> AIM: Please convert every one of the records below into a numbered list, skipping blank lines and leaving out the pictures.

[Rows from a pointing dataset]
+===+
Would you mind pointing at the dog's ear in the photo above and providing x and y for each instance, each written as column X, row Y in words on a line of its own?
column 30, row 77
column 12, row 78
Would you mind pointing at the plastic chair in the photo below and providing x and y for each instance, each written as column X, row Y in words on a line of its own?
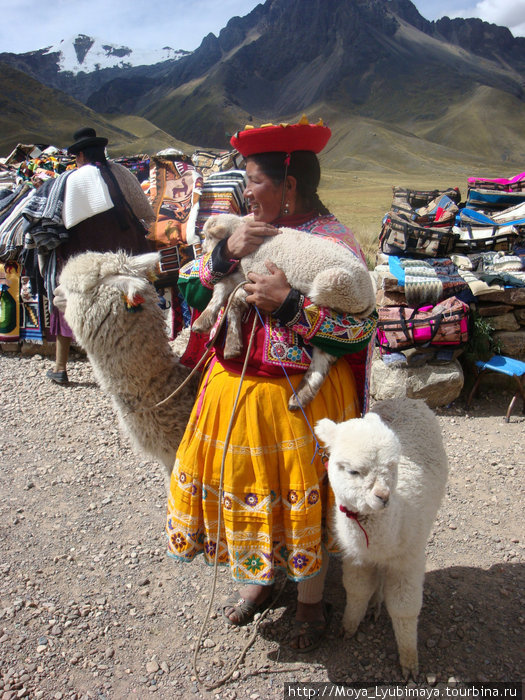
column 504, row 365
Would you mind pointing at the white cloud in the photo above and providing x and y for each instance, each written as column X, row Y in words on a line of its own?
column 505, row 13
column 508, row 13
column 28, row 25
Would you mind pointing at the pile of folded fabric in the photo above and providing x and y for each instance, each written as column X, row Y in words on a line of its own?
column 222, row 193
column 434, row 247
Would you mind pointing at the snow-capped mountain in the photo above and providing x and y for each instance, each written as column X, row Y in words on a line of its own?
column 87, row 54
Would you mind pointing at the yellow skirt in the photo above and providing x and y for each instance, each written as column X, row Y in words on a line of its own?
column 275, row 494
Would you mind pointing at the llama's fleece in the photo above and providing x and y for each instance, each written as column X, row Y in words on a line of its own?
column 128, row 346
column 388, row 472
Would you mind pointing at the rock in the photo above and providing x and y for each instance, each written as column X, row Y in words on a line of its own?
column 152, row 667
column 512, row 342
column 438, row 385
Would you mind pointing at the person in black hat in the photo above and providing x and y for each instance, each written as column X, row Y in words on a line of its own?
column 118, row 227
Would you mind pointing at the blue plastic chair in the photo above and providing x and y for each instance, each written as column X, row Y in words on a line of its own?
column 504, row 365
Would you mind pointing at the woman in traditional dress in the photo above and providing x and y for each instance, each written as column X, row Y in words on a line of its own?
column 275, row 494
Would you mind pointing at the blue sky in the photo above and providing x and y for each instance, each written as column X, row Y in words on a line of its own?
column 28, row 25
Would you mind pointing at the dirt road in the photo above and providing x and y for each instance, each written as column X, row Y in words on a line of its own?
column 91, row 607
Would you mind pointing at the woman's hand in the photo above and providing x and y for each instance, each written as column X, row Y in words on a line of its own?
column 267, row 292
column 248, row 237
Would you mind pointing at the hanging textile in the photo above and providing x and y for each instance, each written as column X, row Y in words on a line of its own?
column 175, row 188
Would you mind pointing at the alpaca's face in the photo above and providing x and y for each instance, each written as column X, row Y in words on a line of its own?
column 92, row 284
column 216, row 228
column 364, row 454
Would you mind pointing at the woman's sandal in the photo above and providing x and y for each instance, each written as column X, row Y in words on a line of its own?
column 313, row 631
column 245, row 610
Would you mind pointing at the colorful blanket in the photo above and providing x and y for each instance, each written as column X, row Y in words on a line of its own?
column 175, row 189
column 9, row 302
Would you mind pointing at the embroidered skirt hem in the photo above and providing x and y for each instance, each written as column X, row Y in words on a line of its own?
column 275, row 493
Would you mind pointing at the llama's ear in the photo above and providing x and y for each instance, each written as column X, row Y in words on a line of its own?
column 325, row 431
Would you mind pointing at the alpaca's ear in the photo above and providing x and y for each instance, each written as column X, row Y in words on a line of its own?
column 325, row 431
column 144, row 264
column 372, row 418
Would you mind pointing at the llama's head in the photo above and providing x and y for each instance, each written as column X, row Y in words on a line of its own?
column 218, row 227
column 95, row 287
column 362, row 468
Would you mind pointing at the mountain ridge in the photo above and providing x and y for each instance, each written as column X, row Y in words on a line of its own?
column 376, row 66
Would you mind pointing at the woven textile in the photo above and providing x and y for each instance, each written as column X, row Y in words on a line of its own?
column 175, row 189
column 10, row 302
column 221, row 194
column 269, row 519
column 34, row 312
+===+
> ANSWER IN FULL:
1. Would you mind pointing at the dog's ear in the photo above and providing x and y for each instance, each written as column X, row Y in words on a line of its own?
2. column 30, row 77
3. column 12, row 78
4. Would you mind pointing at the plastic chair in the photo below and providing x and y for each instance, each written as column X, row Y in words on a line of its own?
5. column 504, row 365
6. Would you mind pointing at the white cloud in the photo above and providing x and y for each instance, each written as column X, row Y in words on a line of its own?
7. column 505, row 13
8. column 508, row 13
9. column 28, row 25
10. Would you mind pointing at the pile of folded fabric in the photo above and providing x and y for each instance, each written as column X, row Y in words on a line of its own?
11. column 222, row 193
12. column 434, row 247
13. Would you mind pointing at the snow-capped mountain in the photo above and providing x and y for each instance, each written as column X, row Y in words on a line of its own?
14. column 87, row 54
15. Would you mind pointing at the yellow skirt in the photo above and providing x and y for each instance, each written as column X, row Y in words on a line of its own?
16. column 275, row 494
17. Would you mind pointing at the llama's fleece in the photo above and providing x and y for each instance, each written as column X, row Y in words on a line of its own?
18. column 128, row 346
19. column 388, row 472
20. Would you mind pointing at the rock in the photo above and providing x and y for each instance, each written as column X, row Y in words on a line of its own?
21. column 152, row 667
22. column 512, row 342
23. column 438, row 385
24. Would you mind pointing at the person in black hat in the photo above and providing x and y for each instance, each written as column X, row Y in words on a line of its own?
25. column 118, row 227
26. Would you mind pointing at the blue plastic chair in the photo above and providing x and y for each instance, each written as column X, row Y in words on a line of its own?
27. column 504, row 365
28. Would you mind pointing at the woman in traditional dress in the photo above and providing x and y for each instance, each written as column X, row Y in words on a line of its own?
29. column 275, row 494
30. Would you mind pointing at the blue sky in the photo above and providing x and y for each instance, each written as column X, row Y in words on a line of its own?
31. column 28, row 25
32. Would you mind pointing at the dirt road in the photo above and providing x and y for each instance, each written as column X, row Y in words on a line of its own?
33. column 91, row 607
34. Would you mind pointing at the woman's hand in the photo above and providing x and y for each instance, each written as column X, row Y in words on a line of its own?
35. column 267, row 292
36. column 248, row 237
37. Would you mind pointing at the hanging textile in the photo above and providing x and y for each instance, each written as column X, row Y in words on a line of its own?
38. column 175, row 188
39. Would you mind pointing at the alpaca's face in the photo above and providing x and y for each instance, each written as column X, row Y in words on a line of its own?
40. column 92, row 284
41. column 216, row 228
42. column 364, row 454
43. Would you mind pointing at the woman's sandal in the photo above and providing x and y for each instance, each written as column X, row Y in words on a line of its own?
44. column 313, row 631
45. column 245, row 610
46. Would you mind pointing at the colorful blanket in the photo above and providing x and y for each instance, each written as column X, row Y in words on a line of its own?
47. column 175, row 189
48. column 9, row 302
49. Would you mind pointing at the embroidered skirt hem in the photo above and providing x and y for each instance, each written as column X, row Y in words on a line of its own?
50. column 275, row 493
51. Would you mind pointing at the llama's ear in the photo above and providing x and y for each instance, each written as column X, row Y in words on a line of its own?
52. column 325, row 431
53. Would you mind pointing at the alpaca's ear in the photo above and providing x and y for each instance, each written as column X, row Y in words on a line of its own?
54. column 325, row 431
55. column 144, row 264
56. column 372, row 418
57. Would you mind pointing at the llama's head in the photo above and providing x and y for each instance, each written as column X, row Y in words on a line of its own?
58. column 218, row 227
59. column 95, row 287
60. column 362, row 468
61. Would you mind pointing at the mountain ridge in the photo above and providing x and y for each instance, each written as column X, row Y in words on a line of its own?
62. column 376, row 66
63. Would you mind pointing at the woven textile in the photo above and providing x and y for each instance, each written as column X, row Y in words on a line of its own?
64. column 175, row 189
65. column 10, row 302
66. column 221, row 194
67. column 269, row 519
68. column 34, row 312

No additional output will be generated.